Document segment →
****
Franck married Hertha Sponer in a civil ceremony on 29 June 1946, after his first wife, Ingrid, died in 1942. In 1947, he became professor emeritus at the University of Chicago, but continued to work there to tackle the problem of explaining the mechanism of photosynthesis. Meitner saw no break between his early and later work. She recalled that:

Franck enjoyed talking about his problems, not so much to explain them to others as to satisfy his own mind. Once a problem had aroused his interest he was completely captivated, indeed obsessed by it. Common sense and straight logic were his main tools, together with simple apparatus. His research followed an almost straight line, from his early studies of ion mobilities to his last work on photosynthesis; it was always the energy exchange between atoms or molecules that fascinated him.

Franck died suddenly of a heart attack while visiting Göttingen on 21 May 1964 at the age of 81. He is buried in Chicago with his first wife.

== Recognition ==
=== Awards ===

| Year | Organization | Award | Citation | Ref. |
|---|---|---|---|---|
| 1925 | Sweden Royal Swedish Academy of Sciences | Nobel Prize in Physics | "For their discovery of the laws governing the impact of an electron upon an atom." |  |
| 1951 | West Germany German Physical Society | Max Planck Medal | — |  |
| 1955 | US American Academy of Arts and Sciences | Rumford Prize | "For his fundamental studies on photosynthesis." |  |

=== Memberships ===

| Year | Organization | Type | Ref. |
|---|---|---|---|
| 1929 | US American Academy of Arts and Sciences | International Honorary Member |  |
| 1937 | US American Philosophical Society | International Member |  |
| 1944 | US National Academy of Sciences | Member |  |
| 1964 | UK Royal Society | Foreign Member |  |

== Commemoration ==
In 1967, the University of Chicago named the James Franck Institute after him. A lunar crater has also been named in his honour. His papers and recast Nobel Prize medal are located in the University of Chicago Library.
****
Available data →
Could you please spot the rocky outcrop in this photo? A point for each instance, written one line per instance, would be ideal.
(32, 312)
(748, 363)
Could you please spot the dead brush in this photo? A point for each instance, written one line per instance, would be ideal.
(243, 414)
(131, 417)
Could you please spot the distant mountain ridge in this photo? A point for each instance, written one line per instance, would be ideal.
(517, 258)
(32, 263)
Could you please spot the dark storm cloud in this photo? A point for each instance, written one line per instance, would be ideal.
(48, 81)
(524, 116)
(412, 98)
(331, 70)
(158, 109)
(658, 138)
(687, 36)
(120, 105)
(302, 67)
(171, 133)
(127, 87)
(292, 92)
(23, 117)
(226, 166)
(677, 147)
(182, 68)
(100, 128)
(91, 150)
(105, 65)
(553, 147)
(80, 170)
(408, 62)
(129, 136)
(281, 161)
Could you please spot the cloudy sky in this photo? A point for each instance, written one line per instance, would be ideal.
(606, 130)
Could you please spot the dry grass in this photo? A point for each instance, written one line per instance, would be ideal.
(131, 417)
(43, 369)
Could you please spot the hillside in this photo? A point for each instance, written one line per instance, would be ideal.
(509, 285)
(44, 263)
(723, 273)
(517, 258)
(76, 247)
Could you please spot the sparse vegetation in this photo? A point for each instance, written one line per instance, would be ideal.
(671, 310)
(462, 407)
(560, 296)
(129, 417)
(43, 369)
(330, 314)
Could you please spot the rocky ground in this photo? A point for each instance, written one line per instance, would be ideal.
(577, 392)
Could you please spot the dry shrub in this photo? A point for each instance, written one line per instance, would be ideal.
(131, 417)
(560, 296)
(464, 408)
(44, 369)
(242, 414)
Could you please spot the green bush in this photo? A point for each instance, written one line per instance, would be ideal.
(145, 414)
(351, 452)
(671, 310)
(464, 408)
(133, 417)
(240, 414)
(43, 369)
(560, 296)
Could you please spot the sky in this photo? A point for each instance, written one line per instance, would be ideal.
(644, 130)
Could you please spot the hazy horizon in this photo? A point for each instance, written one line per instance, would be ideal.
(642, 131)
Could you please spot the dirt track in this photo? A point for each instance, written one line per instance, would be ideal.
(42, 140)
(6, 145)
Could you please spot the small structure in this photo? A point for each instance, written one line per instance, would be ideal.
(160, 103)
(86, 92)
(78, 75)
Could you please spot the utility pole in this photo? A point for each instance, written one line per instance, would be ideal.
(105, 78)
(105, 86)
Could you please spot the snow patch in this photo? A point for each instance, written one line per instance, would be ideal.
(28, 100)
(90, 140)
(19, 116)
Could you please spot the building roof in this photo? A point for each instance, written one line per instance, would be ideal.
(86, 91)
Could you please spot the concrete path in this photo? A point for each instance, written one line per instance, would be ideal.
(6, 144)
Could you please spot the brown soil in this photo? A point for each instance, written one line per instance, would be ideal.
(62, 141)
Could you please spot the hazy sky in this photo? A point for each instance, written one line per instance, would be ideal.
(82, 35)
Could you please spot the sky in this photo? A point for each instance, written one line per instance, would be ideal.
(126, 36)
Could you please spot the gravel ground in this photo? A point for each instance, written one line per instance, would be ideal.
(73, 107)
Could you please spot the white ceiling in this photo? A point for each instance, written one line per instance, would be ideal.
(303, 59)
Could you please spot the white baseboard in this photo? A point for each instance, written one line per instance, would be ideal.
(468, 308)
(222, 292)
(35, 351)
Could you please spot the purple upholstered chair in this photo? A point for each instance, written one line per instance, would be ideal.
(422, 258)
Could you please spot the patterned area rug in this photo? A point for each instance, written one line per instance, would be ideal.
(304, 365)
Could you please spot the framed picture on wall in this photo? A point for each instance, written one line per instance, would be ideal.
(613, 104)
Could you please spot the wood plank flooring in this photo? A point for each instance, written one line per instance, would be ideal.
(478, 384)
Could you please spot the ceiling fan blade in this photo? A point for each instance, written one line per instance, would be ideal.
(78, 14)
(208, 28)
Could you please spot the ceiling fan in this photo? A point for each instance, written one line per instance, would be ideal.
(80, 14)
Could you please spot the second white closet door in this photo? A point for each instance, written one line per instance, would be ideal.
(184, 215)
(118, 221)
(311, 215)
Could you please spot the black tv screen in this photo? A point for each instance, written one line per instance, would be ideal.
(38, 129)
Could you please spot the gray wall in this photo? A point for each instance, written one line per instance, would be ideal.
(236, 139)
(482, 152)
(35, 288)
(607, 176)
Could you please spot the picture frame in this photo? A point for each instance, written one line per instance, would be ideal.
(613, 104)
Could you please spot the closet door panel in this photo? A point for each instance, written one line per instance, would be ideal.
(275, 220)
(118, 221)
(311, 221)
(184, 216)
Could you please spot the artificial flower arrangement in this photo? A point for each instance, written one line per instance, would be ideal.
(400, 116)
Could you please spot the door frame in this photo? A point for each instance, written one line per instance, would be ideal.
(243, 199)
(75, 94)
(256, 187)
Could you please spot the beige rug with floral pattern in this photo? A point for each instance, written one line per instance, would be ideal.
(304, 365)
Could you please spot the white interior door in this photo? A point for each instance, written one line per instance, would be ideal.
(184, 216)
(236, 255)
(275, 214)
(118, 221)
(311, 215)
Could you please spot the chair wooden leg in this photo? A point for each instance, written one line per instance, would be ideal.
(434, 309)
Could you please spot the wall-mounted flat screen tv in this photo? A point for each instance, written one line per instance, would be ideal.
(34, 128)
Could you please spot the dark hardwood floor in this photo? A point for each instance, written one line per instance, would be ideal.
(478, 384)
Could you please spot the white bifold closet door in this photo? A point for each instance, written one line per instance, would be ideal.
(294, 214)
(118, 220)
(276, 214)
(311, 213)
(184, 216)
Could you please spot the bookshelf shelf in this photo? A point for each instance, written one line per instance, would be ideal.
****
Parts of the exercise →
a) According to the text on James Franck, in what year did the University of Chicago name the James Franck Institute after him?
b) From the text on James Franck, write out the passage from "Franck enjoyed talking" up to and including "that fascinated him.".
The items have nothing to do with the text on James Franck.

Responses for each task →
a) 1967

b)
Franck enjoyed talking about his problems, not so much to explain them to others as to satisfy his own mind. Once a problem had aroused his interest he was completely captivated, indeed obsessed by it. Common sense and straight logic were his main tools, together with simple apparatus. His research followed an almost straight line, from his early studies of ion mobilities to his last work on photosynthesis; it was always the energy exchange between atoms or molecules that fascinated him.